(Items from a dataset)
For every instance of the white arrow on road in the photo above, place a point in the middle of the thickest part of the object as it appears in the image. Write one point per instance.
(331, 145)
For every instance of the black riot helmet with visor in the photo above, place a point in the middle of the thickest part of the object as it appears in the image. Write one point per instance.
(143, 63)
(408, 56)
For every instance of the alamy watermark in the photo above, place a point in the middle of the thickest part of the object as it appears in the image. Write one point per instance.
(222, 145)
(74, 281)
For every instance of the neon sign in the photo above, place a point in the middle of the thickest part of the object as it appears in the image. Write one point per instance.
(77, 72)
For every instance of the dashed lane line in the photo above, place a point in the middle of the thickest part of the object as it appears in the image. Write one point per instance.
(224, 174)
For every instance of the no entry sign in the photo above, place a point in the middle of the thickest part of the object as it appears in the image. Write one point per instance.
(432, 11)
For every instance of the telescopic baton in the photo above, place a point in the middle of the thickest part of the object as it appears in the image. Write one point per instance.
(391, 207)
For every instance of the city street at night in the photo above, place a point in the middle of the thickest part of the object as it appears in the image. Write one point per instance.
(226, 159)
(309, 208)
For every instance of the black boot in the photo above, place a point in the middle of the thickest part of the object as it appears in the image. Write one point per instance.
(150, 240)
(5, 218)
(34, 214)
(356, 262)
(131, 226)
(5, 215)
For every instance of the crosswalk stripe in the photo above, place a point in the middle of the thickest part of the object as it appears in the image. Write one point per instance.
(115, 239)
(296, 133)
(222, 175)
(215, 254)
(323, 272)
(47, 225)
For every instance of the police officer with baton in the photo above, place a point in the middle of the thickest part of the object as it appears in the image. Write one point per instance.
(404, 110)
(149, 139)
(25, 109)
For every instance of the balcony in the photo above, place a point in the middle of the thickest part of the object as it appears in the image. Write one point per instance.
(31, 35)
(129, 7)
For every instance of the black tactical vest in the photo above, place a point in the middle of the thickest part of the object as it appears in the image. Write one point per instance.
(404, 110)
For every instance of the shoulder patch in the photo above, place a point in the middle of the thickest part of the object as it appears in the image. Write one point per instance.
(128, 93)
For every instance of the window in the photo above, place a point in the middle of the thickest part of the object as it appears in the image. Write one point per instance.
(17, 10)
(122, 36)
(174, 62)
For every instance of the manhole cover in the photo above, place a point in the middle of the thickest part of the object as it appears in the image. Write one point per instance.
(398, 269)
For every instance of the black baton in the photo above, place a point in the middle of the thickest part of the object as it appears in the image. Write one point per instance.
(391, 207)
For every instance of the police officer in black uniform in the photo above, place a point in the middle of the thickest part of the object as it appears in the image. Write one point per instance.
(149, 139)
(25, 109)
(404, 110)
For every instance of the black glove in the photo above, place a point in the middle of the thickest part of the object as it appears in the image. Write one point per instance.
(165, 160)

• **AIM OF THE TASK**
Beginning with the line that contains "For every instance of the black glove", each line of the records above through the last one must be printed word for word.

• **SOLUTION TO THIS EXERCISE**
For every instance of the black glove in the photo above, place a point in the middle of the thickest part of the object as it appears in the image. Write one point per instance.
(165, 160)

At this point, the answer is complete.